__Work required__.
Beginning with the line where "the nurse, which" appears, retype every remaining line of the data below, both the first and last included.

[Stored entries]

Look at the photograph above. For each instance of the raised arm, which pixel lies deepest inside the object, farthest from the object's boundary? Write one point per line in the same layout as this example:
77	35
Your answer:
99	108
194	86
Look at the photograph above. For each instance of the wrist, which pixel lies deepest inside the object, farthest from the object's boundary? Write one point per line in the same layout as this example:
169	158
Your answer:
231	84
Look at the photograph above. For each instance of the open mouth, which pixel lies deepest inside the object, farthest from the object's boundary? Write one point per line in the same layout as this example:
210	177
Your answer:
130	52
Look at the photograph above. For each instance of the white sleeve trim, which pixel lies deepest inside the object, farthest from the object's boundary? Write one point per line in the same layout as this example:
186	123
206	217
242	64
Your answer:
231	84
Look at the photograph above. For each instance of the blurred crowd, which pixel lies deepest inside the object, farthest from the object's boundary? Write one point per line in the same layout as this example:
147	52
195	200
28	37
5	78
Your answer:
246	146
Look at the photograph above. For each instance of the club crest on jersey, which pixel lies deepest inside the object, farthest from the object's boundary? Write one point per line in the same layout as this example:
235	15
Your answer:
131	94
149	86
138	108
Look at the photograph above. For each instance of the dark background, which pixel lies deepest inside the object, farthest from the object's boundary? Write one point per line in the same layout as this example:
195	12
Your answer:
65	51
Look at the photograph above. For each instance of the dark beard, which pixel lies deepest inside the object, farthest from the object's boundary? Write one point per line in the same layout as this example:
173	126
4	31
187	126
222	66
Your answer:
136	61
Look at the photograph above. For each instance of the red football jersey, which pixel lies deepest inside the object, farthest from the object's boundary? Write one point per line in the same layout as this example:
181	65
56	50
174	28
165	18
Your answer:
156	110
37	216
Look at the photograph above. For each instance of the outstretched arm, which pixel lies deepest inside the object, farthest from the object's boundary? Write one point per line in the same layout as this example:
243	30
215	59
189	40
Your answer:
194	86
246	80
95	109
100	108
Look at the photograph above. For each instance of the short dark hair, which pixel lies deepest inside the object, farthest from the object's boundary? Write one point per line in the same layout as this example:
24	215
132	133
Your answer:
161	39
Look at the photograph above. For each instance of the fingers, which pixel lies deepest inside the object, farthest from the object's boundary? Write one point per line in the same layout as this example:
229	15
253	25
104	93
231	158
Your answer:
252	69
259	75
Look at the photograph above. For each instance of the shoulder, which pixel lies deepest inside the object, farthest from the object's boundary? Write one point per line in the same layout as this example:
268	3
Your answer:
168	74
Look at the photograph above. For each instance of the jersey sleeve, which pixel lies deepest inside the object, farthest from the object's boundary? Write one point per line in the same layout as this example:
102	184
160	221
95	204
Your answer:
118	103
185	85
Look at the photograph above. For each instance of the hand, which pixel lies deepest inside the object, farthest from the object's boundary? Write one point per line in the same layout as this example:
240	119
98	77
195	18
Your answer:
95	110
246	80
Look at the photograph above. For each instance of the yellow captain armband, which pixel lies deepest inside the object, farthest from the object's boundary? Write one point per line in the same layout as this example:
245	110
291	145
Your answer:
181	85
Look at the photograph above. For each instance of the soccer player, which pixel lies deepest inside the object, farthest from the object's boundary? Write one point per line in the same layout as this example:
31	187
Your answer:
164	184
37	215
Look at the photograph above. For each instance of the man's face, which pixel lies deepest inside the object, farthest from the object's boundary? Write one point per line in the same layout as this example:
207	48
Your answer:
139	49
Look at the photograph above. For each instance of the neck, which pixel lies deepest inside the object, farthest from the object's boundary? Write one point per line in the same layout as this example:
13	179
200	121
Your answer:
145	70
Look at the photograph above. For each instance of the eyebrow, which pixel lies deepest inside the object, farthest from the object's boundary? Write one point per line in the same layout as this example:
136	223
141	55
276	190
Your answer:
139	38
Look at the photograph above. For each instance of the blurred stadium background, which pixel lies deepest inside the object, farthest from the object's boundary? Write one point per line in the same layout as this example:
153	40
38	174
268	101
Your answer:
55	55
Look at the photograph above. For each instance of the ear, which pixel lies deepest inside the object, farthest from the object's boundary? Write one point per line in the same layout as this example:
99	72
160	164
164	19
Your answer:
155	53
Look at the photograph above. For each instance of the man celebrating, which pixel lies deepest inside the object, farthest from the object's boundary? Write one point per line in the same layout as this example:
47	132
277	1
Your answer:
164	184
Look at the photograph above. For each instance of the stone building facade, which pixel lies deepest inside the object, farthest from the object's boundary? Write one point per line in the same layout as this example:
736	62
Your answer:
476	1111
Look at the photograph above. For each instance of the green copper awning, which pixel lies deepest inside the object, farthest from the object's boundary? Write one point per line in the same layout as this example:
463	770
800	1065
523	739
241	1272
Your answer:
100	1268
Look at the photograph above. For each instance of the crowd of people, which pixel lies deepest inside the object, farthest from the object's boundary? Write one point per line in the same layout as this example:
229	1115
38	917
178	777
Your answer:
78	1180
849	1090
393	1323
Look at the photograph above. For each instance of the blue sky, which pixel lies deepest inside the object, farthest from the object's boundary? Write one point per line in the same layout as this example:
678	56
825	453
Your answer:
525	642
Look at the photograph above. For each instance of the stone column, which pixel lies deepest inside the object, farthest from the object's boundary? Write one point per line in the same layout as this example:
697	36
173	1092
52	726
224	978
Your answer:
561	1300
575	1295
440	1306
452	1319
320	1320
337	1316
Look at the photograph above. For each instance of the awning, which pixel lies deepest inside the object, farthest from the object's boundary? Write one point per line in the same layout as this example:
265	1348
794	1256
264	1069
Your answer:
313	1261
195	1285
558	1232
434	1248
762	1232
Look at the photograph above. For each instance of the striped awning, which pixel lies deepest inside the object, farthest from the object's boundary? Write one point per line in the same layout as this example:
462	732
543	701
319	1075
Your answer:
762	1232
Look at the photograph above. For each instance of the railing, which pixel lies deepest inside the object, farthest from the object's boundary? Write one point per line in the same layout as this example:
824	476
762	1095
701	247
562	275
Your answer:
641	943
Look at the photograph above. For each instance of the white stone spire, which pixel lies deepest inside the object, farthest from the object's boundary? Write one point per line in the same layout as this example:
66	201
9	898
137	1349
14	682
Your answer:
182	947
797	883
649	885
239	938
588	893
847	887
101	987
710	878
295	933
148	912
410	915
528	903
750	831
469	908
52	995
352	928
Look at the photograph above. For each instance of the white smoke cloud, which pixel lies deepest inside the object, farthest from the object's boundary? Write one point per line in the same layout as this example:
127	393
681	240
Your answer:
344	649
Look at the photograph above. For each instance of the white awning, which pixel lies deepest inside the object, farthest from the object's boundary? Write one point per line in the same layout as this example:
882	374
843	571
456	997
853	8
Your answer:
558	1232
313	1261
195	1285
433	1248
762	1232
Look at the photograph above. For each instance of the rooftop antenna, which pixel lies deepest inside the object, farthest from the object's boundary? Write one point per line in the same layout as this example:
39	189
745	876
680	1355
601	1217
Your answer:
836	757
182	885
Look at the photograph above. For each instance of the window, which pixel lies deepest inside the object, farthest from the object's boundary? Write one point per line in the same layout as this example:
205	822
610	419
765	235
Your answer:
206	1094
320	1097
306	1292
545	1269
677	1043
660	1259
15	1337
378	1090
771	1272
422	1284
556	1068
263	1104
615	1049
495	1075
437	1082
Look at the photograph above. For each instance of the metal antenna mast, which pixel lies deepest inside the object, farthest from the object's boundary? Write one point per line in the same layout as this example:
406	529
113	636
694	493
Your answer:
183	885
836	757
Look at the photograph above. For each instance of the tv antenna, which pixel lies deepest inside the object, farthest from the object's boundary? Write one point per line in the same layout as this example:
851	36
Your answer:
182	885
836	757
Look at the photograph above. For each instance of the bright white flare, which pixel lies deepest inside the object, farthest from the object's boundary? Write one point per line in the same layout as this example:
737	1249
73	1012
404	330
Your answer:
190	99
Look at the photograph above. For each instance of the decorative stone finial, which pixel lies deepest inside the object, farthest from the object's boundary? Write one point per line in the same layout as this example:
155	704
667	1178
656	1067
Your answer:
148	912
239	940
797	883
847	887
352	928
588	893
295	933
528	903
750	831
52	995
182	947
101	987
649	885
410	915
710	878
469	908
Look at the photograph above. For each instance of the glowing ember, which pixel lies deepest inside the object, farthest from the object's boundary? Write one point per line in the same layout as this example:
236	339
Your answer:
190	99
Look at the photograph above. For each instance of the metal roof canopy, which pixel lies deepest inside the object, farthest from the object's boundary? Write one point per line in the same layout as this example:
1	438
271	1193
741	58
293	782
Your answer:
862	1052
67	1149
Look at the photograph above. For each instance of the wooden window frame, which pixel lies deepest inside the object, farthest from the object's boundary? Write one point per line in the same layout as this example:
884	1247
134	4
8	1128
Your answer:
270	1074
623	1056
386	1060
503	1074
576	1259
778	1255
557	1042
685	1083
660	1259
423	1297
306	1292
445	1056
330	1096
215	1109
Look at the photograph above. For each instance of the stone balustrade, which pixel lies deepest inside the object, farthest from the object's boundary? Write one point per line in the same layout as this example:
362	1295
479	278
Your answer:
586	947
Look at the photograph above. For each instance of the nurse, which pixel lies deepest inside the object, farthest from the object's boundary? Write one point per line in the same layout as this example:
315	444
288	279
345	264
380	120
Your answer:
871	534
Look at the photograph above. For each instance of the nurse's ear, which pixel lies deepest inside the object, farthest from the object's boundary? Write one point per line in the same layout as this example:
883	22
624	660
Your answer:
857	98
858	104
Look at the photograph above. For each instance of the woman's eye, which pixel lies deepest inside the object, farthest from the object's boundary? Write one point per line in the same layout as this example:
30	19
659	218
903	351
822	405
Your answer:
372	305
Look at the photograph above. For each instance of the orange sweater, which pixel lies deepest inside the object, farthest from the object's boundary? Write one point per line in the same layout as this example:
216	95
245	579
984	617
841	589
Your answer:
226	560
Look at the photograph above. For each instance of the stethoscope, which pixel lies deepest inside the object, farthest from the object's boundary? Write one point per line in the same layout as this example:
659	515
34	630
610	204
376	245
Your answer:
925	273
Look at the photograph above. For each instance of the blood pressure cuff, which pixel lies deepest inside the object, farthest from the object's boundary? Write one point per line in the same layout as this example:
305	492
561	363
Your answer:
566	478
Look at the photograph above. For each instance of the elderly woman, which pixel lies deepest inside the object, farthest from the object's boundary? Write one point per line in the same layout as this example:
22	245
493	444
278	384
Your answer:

__Written response__.
Look at the photograph above. For each instance of the nurse, which pixel lies deepest inside the object, farthest from the object's boundary? Write one point per line in the same layout as this example:
315	444
288	279
345	264
380	120
Your answer:
871	534
Look at the photograph above. For each instance of the nurse's ear, which pixel lies deepest inside the object, farthest from the object's boundary? Write one point per line in the same layout as this example:
883	22
624	660
Your answer:
857	98
858	104
Look at the photograph above. For each instance of the woman's eye, which pixel lies deepest inside the object, farthest from the object's boundary? Write one point per line in the same layout as this example:
30	19
659	218
903	351
822	405
Your answer:
372	305
Look at the photograph above. For each instance of the orange sweater, which pixel lies deepest inside the object, farthest from the object's boundary? Write one point per line in the same layout as this example:
216	95
245	579
984	617
841	589
Your answer:
226	560
Look at the photograph above. For each instance of the stethoscope, which pixel lies deepest inside the object, farthest from the object's boundary? Write one point per line in the same layout as this example:
659	515
34	630
610	204
376	245
Your answer:
925	273
Look at the photograph above. For each instance of the blood pressure cuff, which pixel lies deepest inside the object, farthest from the object's boundary? Write one point per line in the same layout as this example:
305	492
561	363
Your answer:
566	478
Look at the photograph above. For each instance of the elderly woman, which pixel lies deepest inside the object, farthest from the object's boundary? Write one point per line in the same layout as this example:
22	245
493	444
278	384
Your answer:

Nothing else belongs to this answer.